THE TASK: Could you reproduce every entry below word for word, leaving the pictures out?

[Location identification entries]
———

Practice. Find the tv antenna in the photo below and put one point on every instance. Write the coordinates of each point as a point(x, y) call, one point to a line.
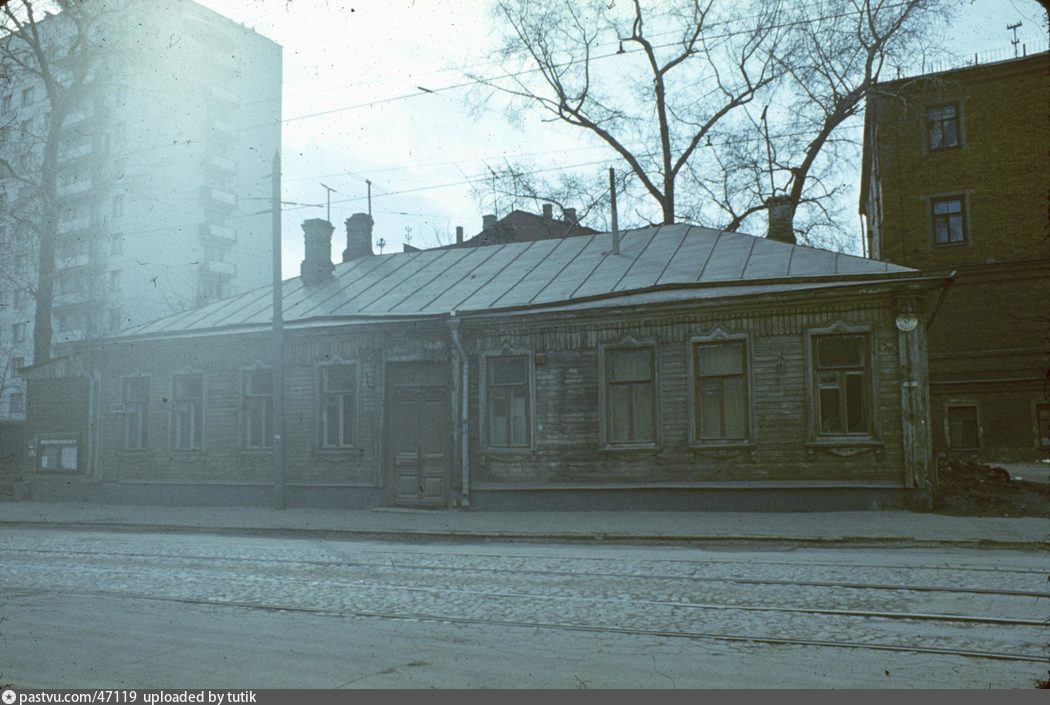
point(329, 201)
point(1014, 41)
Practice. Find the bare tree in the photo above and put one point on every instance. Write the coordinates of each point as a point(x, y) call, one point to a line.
point(839, 50)
point(719, 108)
point(51, 54)
point(653, 105)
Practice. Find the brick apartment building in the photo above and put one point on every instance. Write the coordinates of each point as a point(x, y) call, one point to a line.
point(957, 175)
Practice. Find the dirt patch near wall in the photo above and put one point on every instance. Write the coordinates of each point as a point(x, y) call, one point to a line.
point(973, 490)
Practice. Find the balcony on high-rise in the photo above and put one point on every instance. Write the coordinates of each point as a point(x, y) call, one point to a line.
point(216, 198)
point(81, 185)
point(218, 268)
point(218, 233)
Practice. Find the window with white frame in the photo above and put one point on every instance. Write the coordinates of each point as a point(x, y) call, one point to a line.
point(720, 391)
point(630, 395)
point(942, 127)
point(134, 395)
point(507, 400)
point(257, 395)
point(338, 382)
point(187, 412)
point(842, 380)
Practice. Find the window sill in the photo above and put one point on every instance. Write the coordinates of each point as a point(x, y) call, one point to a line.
point(722, 450)
point(502, 452)
point(846, 447)
point(630, 448)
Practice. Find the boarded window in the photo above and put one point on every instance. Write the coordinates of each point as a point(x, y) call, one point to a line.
point(630, 396)
point(721, 391)
point(257, 394)
point(949, 221)
point(964, 433)
point(134, 395)
point(507, 402)
point(842, 380)
point(337, 405)
point(942, 127)
point(1043, 424)
point(187, 412)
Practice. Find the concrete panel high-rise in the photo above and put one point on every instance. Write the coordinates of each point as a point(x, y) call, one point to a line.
point(163, 174)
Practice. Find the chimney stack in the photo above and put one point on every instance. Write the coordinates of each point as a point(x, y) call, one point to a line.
point(358, 236)
point(317, 266)
point(781, 215)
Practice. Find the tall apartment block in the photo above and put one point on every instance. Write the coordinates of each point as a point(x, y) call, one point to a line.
point(164, 177)
point(957, 177)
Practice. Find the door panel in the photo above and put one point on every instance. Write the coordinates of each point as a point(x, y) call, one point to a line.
point(417, 434)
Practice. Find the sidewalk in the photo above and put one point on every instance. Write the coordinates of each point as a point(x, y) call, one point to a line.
point(833, 527)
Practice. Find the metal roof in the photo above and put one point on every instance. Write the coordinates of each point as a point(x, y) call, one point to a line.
point(546, 272)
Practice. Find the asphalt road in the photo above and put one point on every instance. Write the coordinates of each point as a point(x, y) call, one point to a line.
point(121, 610)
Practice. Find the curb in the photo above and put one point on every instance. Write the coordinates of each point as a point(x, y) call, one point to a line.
point(453, 536)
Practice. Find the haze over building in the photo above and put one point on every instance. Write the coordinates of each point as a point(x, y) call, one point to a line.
point(163, 177)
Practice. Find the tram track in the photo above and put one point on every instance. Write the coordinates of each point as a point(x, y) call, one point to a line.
point(591, 628)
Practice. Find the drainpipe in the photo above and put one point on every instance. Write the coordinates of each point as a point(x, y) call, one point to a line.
point(454, 326)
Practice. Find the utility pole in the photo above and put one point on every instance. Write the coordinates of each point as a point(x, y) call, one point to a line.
point(278, 348)
point(769, 150)
point(612, 199)
point(328, 212)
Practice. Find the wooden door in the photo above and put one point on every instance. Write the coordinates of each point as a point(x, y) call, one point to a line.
point(417, 434)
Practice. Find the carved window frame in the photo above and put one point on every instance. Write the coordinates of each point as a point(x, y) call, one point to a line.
point(719, 335)
point(484, 388)
point(605, 418)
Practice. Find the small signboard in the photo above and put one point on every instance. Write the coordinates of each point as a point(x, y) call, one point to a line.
point(58, 454)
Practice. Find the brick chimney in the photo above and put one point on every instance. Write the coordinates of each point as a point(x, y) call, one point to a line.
point(358, 236)
point(781, 215)
point(317, 266)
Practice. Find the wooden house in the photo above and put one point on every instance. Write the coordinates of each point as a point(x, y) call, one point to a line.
point(692, 369)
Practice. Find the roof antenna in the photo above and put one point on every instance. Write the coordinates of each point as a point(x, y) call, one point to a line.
point(329, 201)
point(1014, 41)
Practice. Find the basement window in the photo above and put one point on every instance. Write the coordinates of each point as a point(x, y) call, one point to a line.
point(964, 429)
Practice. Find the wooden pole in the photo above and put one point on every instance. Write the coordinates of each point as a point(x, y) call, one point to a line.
point(278, 348)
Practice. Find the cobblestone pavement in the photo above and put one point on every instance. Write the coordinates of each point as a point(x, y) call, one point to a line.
point(931, 603)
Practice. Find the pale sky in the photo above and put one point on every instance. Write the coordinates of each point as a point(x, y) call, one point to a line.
point(353, 108)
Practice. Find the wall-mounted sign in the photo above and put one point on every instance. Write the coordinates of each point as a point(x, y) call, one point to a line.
point(62, 454)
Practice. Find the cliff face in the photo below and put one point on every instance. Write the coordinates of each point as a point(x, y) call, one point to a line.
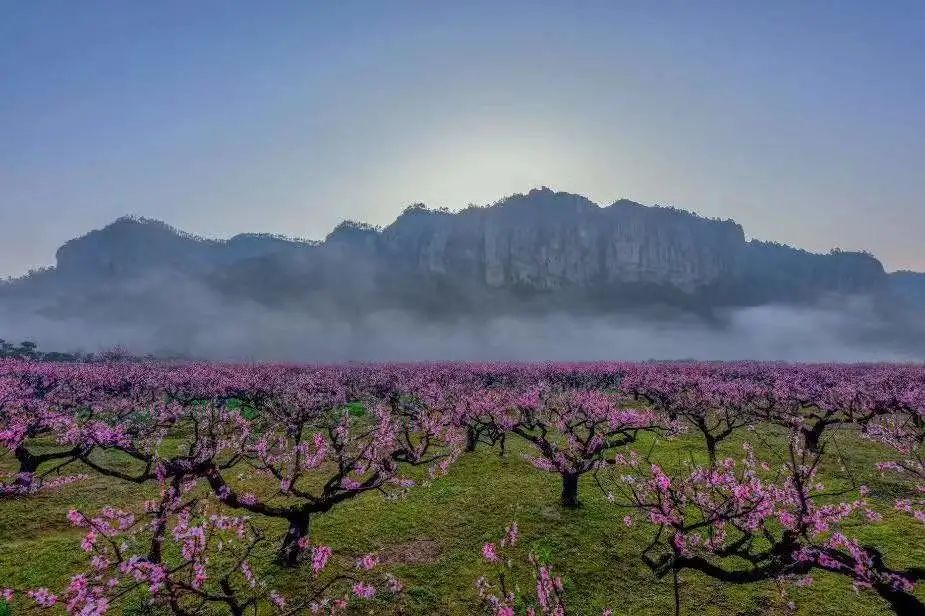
point(556, 246)
point(550, 241)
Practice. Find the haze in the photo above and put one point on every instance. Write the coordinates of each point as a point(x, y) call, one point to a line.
point(802, 121)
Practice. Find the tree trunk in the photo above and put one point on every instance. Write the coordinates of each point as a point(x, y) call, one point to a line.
point(472, 439)
point(711, 449)
point(570, 490)
point(812, 436)
point(290, 550)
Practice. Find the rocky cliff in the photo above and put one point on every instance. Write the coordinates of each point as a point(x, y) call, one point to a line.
point(559, 247)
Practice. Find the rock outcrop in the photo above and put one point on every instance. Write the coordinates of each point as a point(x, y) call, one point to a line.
point(541, 244)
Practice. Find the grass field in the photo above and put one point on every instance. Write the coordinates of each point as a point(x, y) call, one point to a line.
point(431, 539)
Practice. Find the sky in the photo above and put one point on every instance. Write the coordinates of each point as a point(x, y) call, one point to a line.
point(802, 121)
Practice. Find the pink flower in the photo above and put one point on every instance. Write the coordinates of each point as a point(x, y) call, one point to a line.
point(367, 562)
point(320, 556)
point(364, 591)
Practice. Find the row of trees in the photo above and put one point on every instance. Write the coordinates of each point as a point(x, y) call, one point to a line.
point(228, 445)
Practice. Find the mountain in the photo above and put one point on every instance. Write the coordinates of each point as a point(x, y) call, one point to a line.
point(537, 253)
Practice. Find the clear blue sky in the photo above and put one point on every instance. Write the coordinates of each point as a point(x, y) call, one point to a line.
point(803, 121)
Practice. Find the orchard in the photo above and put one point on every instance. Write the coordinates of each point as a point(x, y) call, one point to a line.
point(216, 487)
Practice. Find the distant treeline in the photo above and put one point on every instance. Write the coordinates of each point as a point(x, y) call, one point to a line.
point(28, 350)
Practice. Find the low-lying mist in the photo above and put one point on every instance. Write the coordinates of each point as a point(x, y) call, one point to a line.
point(195, 322)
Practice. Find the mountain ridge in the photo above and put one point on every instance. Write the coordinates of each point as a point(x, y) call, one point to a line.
point(541, 243)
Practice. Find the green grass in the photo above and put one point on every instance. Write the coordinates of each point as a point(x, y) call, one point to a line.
point(431, 539)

———

SOLUTION FOR THIS TASK:
Practice. Find the tv antenna in the photo below and put one point on every instance. Write the coordinates of each point as a point(x, y) call, one point to a line.
point(329, 201)
point(1014, 41)
Practice. Find the bare tree in the photo above and put one point on every instance. Write the coordinates of each point as a point(x, y) call, one point to a line.
point(839, 50)
point(719, 108)
point(51, 54)
point(653, 105)
Practice. Find the brick apartment building in the photo above and put one point on every instance. Write the coordinates of each point as a point(x, y) call, one point to a line.
point(957, 175)
Practice. Find the dirt patch near wall in the photo above and put one point on every instance. Write the coordinates of each point as a point(x, y) call, one point to a line.
point(973, 490)
Practice. Find the balcony on high-rise in the photo above and put one point on every instance. Write the coordinates of each point as a point(x, y) call, one point to a line.
point(216, 198)
point(81, 185)
point(218, 268)
point(218, 233)
Practice. Find the window with white frame in the photo above and put one point on every instance. Write the coordinates of each point as a point(x, y) call, one point to a line.
point(720, 391)
point(630, 395)
point(942, 127)
point(134, 395)
point(507, 400)
point(257, 395)
point(338, 382)
point(187, 412)
point(842, 380)
Practice. Find the window sill in the photo above and put one point on every instance. Write the coordinates of each point as a point(x, y) call, one point to a line.
point(722, 450)
point(502, 452)
point(846, 447)
point(630, 448)
Practice. Find the boarded window in the photo above and put one point on every instance. Write the coordinates of each point as a point(x, y) call, one point to a line.
point(630, 396)
point(721, 391)
point(257, 394)
point(949, 221)
point(964, 433)
point(134, 395)
point(507, 402)
point(842, 380)
point(337, 405)
point(942, 127)
point(1043, 424)
point(187, 412)
Practice. Find the concrete panel high-rise in the photo above and put one point on every instance. Write the coordinates of each point as a point(x, y) call, one point to a line.
point(163, 174)
Practice. Find the chimney stack in the photo above and put one point on every instance. Write the coordinates of each point as a point(x, y) call, one point to a line.
point(358, 236)
point(317, 266)
point(781, 215)
Practice. Find the tall apartment block in the photo above and put one point on every instance. Write the coordinates of each point as a point(x, y) call, one point to a line.
point(164, 177)
point(957, 177)
Practice. Find the door panel in the photo above and put one point on every instance. Write the coordinates of each point as a point(x, y) call, one point to a line.
point(417, 434)
Practice. Find the sidewalk in the photo above and put one point on every instance. Write the coordinates of each point as a point(x, y) call, one point to a line.
point(833, 527)
Practice. Find the metal roof in the photo above and put one point on every instance. Write the coordinates of each point as a point(x, y) call, one point to a line.
point(546, 272)
Practice. Find the asphalt road in the photo above and put one point on every instance. Write the coordinates of each point as a point(x, y) call, one point to a line.
point(121, 610)
Practice. Find the curb in the photo above and put one point on every instance. Write the coordinates of each point as a point(x, y) call, one point to a line.
point(453, 536)
Practice. Find the haze over building in the photo above and put one point on every instance. Write the coordinates of each point as a point(x, y) call, one point to a line.
point(163, 177)
Practice. Find the tram track in the photo above and put one point on every instance. Write the coordinates of each point as a point(x, y) call, one point to a line.
point(591, 628)
Practice. Find the drainpipe in the photo above and put one point on every instance. Write the coordinates of each point as a point(x, y) call, one point to a line.
point(454, 326)
Practice. Find the utility pole in the photo above and put one point on every instance. Write the coordinates of each point as a point(x, y) call, one point to a line.
point(278, 348)
point(769, 150)
point(612, 199)
point(328, 212)
Practice. Find the wooden door in the photo above and put one point on every instance. Write the coordinates of each point as a point(x, y) call, one point to a line.
point(417, 434)
Practice. Find the carved window frame in the photo above and put one point on every instance. Write the coordinates of each point as a point(x, y) call, one point to a line.
point(719, 335)
point(484, 388)
point(605, 418)
Practice. Find the small signboard in the photo above and put one point on every instance. Write the coordinates of each point as a point(x, y) call, one point to a line.
point(58, 454)
Practice. Find the brick chimney in the photo above and put one point on every instance. Write the coordinates of each point as a point(x, y) call, one point to a line.
point(358, 236)
point(781, 215)
point(317, 266)
Practice. Find the wooden house in the photo above and put one point on every instance. Write the coordinates of each point as a point(x, y) call, one point to a line.
point(692, 369)
Practice. Find the roof antenna in the photo above and put one point on every instance. Write the coordinates of each point as a point(x, y) call, one point to a line.
point(329, 201)
point(1014, 41)
Practice. Find the basement window in the photo above and put one point on every instance. Write the coordinates of each point as a point(x, y) call, one point to a line.
point(964, 429)
Practice. Find the wooden pole in the photo above and put one point on every instance. Write the coordinates of each point as a point(x, y) call, one point to a line.
point(278, 348)
Practice. Find the cobblestone pavement in the photo above and put one point on every instance. Write the coordinates of each point as a point(x, y) call, one point to a line.
point(931, 603)
Practice. Find the pale sky in the photo above and put one point on every instance. Write the coordinates of each point as a point(x, y) call, one point to a line.
point(353, 108)
Practice. Find the wall-mounted sign in the photo above and put one point on every instance. Write the coordinates of each point as a point(x, y) call, one point to a line.
point(62, 454)
Practice. Find the cliff face in the photo below and put one point on every instance. Write the coordinates of each point as a point(x, y) call, one point to a line.
point(556, 246)
point(550, 241)
Practice. Find the haze in the photo above and put one point on every instance. Write the coordinates of each point as a point(x, y) call, one point to a line.
point(802, 121)
Practice. Find the tree trunk in the photo above and put one point on every instance. Write the coordinates of each point as a point(x, y) call, one point to a line.
point(472, 439)
point(711, 449)
point(570, 490)
point(812, 436)
point(290, 550)
Practice. Find the rocky cliff in the photo above and put one point on every instance. Write the coordinates of each point as a point(x, y) call, one point to a line.
point(559, 247)
Practice. Find the rock outcrop in the photo above and put one point on every instance. Write the coordinates of each point as a point(x, y) call, one point to a line.
point(541, 244)
Practice. Find the grass field in the photo above and put one point on every instance. Write the coordinates of each point as a point(x, y) call, one point to a line.
point(431, 539)
Practice. Find the sky in the photo above and put one point on every instance. Write the coordinates of each point as a point(x, y) call, one point to a line.
point(802, 121)
Practice. Find the pink flower in the photo above and put one point on every instance. Write the coordinates of each point as a point(x, y) call, one point to a line.
point(367, 562)
point(320, 556)
point(364, 591)
Practice. Find the row of trees in the photo above and put one point on every instance. Write the coordinates of each point as a point(x, y) call, one point to a line.
point(228, 445)
Practice. Find the mountain in the photo above and put one point on every instance. Write the coordinates of each point as a point(x, y) call, one point to a line.
point(537, 253)
Practice. Find the clear blue sky in the photo above and put one point on every instance. Write the coordinates of each point as a point(x, y) call, one point to a line.
point(803, 121)
Practice. Find the orchard in the photo above and put one point on every instance. Write the coordinates of each point as a point(x, y) call, one point to a line.
point(216, 487)
Practice. Find the distant treeline in the photo above and put one point on every instance. Write the coordinates of each point as a point(x, y) call, one point to a line.
point(28, 350)
Practice. Find the low-lying mist in the photo above and put one point on every instance. Write the coordinates of each point as a point(x, y) call, one point to a line.
point(195, 322)
Practice. Find the mountain ridge in the photo above and put one point on every instance. Write the coordinates of each point as a point(x, y) call, one point to a line.
point(541, 243)
Practice. Find the green grass in the photo above and put one point on every instance. Write the coordinates of each point as a point(x, y) call, one point to a line.
point(431, 539)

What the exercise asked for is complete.